La Coupe du Monde de football 2018 organisée par la FIFA – cercle du ballon rond et quadrature de l’indécence et de la corruption – se déroule en Russie. Le sport (médiatisé) et la dictature (nationaliste) font bon ménage. Avant, il y a eu Sotchi, Pékin, Berlin. Glorification du physique au détriment de l’esprit mais aussi recherche de respectabilité internationale. Rien de nouveau depuis Chaplin et à sa géniale scène du Dictateur (1940).
« Le développement du spectacle sportif représente l’une des grandes nouveautés de la vie sociale et politique de l’entre-deux-guerres. Différentes causes expliquent le glissement du sport vers le spectacle qui caractérise toute l’Europe dans cette période. Au lendemain de la Grande Guerre, les gouvernements veulent agir contre le déclin physique de leurs populations et cherchent à exploiter les vertus médicales et hygiéniques du sport. Ils contribuent ainsi, sur leur territoire national, à la diffusion des pratiques physiques. Mais la “découverte” des vertus du sport sur le corps humain n’explique pas à elle seule le formidable développement du sport dans cette période. La pratique physique, en effet, devient indissociable d’un cadre idéologique : le nationalisme, le socialisme, le communisme, la foi religieuse, etc., sont les bases des différents mouvements sportifs. Leur force est précisément cette alliance, jusque-là inexploitée, de l’activité physique et de l’engagement “spirituel”. Les ambitieux projets pédagogiques des communautés sportives attirent à la fois les pratiquants et les spectateurs. Dans cet environnement où naissent les mouvements de masse, les médias amplifient encore le rôle du sport comme langage populaire. Outre la radiophonie qui révolutionne la communication et la propagande, la presse écrite donne la parole à des acteurs sociaux, notamment les sportifs, jusqu’alors secondaires ou ignorés. »
(Daphné Bolz, La mise en scène sportive de l’Italie fasciste et de l’Allemagne nazie : la Coupe du monde de football (1934) et les Jeux olympiques de Berlin (1936) in LES POLITIQUES AU STADE, p. 167, PUR, 2007, p. 167)
En mémoire d’Anna Politkovskaïa, assassinée en 2006.

□ □ □ □

_Votre tâche_
Traduisez en anglais, s'il vous plaît, cette phrase du texte étudié : « Les ambitieux projets pédagogiques des communautés sportives attirent à la fois les pratiquants et les spectateurs. »

_Données affichées_
□ □ □ □

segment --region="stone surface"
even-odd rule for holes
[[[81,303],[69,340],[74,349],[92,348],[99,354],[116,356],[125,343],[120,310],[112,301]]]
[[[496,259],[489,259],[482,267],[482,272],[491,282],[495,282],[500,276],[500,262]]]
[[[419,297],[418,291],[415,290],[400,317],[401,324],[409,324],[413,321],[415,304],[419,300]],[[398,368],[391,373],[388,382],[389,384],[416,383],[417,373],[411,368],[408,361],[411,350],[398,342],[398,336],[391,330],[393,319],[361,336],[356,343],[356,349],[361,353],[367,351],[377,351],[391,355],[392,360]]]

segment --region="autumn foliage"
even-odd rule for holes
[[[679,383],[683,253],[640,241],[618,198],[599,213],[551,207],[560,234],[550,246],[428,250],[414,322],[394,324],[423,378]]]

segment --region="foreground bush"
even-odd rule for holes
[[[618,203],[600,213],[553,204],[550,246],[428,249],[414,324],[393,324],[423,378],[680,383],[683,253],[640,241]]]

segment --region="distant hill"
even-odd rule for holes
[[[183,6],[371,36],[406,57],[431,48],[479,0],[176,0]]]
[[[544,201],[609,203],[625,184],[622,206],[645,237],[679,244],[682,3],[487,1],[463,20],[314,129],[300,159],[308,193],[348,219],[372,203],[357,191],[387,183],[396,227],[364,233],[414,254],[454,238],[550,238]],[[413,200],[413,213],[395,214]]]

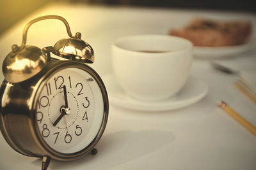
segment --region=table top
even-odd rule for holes
[[[1,63],[11,46],[21,43],[25,24],[46,15],[63,17],[72,32],[82,33],[82,39],[95,52],[95,62],[91,66],[102,77],[113,73],[110,46],[120,37],[164,34],[197,16],[246,18],[256,25],[256,16],[250,13],[54,3],[2,35]],[[32,25],[28,43],[42,48],[67,37],[60,23],[45,20]],[[215,60],[241,70],[255,69],[256,50]],[[214,69],[209,59],[198,59],[193,60],[191,74],[209,85],[209,93],[203,99],[179,110],[159,112],[127,110],[110,100],[108,125],[96,145],[98,153],[72,162],[52,160],[49,169],[255,169],[256,137],[216,105],[219,100],[225,101],[256,125],[256,104],[235,87],[237,76]],[[41,159],[16,152],[2,135],[0,150],[0,169],[40,169]]]

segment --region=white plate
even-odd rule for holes
[[[134,99],[125,94],[113,74],[103,78],[103,81],[111,104],[140,111],[166,111],[181,108],[198,102],[208,92],[208,85],[205,82],[190,76],[184,87],[174,99],[172,97],[163,101],[145,102]]]
[[[256,46],[256,38],[248,43],[241,45],[223,47],[194,47],[194,57],[200,59],[216,59],[234,57],[241,53],[249,51]]]

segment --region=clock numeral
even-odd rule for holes
[[[80,87],[81,89],[80,89],[80,91],[78,92],[77,96],[79,96],[79,95],[81,95],[81,94],[84,94],[84,93],[81,92],[82,90],[83,90],[83,84],[81,83],[77,83],[76,85],[76,88],[77,88],[77,87],[79,87],[79,86]]]
[[[79,125],[76,126],[76,130],[75,131],[75,134],[76,136],[80,136],[82,134],[82,128],[79,127]],[[78,131],[77,132],[77,131]]]
[[[42,136],[44,138],[47,138],[50,135],[50,130],[47,128],[47,124],[43,125],[43,131],[42,131]]]
[[[42,120],[43,120],[43,113],[41,111],[36,112],[36,120],[40,122],[40,124],[42,122]]]
[[[56,132],[56,133],[54,133],[54,134],[53,134],[54,135],[54,134],[56,134],[56,138],[55,139],[54,144],[56,143],[56,141],[57,141],[57,138],[58,138],[58,137],[59,136],[59,134],[60,134],[60,132]]]
[[[83,106],[84,106],[84,108],[87,108],[90,106],[90,101],[88,99],[88,97],[85,97],[84,98],[87,104],[84,104],[84,103],[83,103]]]
[[[83,117],[82,120],[86,120],[88,122],[87,111],[84,112],[84,116]]]
[[[56,90],[63,88],[63,87],[62,85],[64,83],[64,78],[63,76],[60,76],[57,77],[57,78],[54,78],[54,82],[55,82],[55,88]],[[57,85],[58,80],[60,80],[60,82],[61,82],[60,86],[58,86],[58,87]]]
[[[41,106],[45,108],[49,104],[49,99],[46,96],[42,96],[42,97],[38,101],[38,108],[41,108]]]
[[[70,143],[72,141],[72,136],[69,134],[68,134],[68,132],[67,132],[66,135],[65,136],[65,142],[67,143]]]
[[[52,95],[52,90],[51,89],[50,83],[48,83],[48,84],[45,84],[45,86],[46,86],[46,90],[47,90],[47,96]]]
[[[68,80],[69,80],[69,85],[70,86],[70,89],[72,88],[72,85],[71,85],[71,78],[70,76],[68,76]]]

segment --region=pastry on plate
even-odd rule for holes
[[[252,32],[249,20],[195,18],[183,28],[171,29],[169,34],[188,39],[195,46],[223,46],[246,43]]]

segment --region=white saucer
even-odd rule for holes
[[[253,38],[244,45],[228,46],[209,47],[195,46],[194,56],[201,59],[225,58],[237,56],[241,53],[253,49],[256,45],[256,38]]]
[[[163,101],[145,102],[130,97],[121,89],[113,74],[103,78],[109,103],[125,108],[140,111],[166,111],[181,108],[195,103],[208,92],[208,85],[194,77],[190,76],[185,87],[177,94]]]

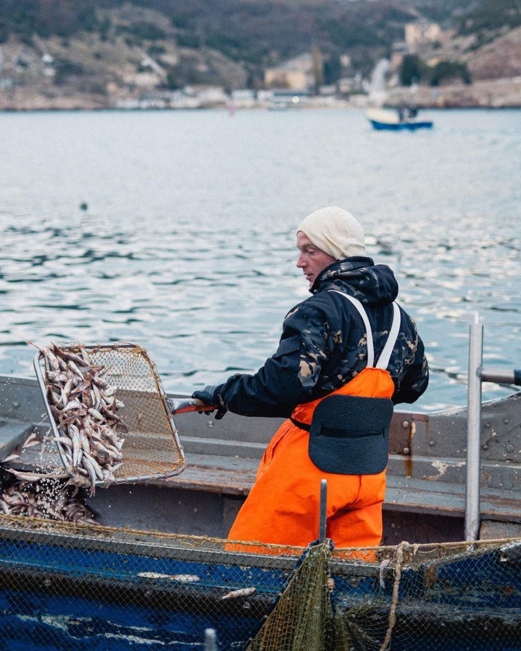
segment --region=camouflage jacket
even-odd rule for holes
[[[223,407],[243,415],[287,417],[296,405],[339,389],[365,367],[361,317],[350,301],[331,289],[363,305],[378,359],[392,323],[398,284],[386,265],[375,265],[371,258],[348,258],[324,269],[310,290],[312,296],[288,312],[279,347],[264,366],[215,387],[214,396]],[[415,324],[401,308],[400,312],[400,331],[387,367],[395,383],[395,404],[414,402],[429,382]]]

□ □ □ □

_Réponse_
The ambitious educational projects of sports communities attract both participants and spectators.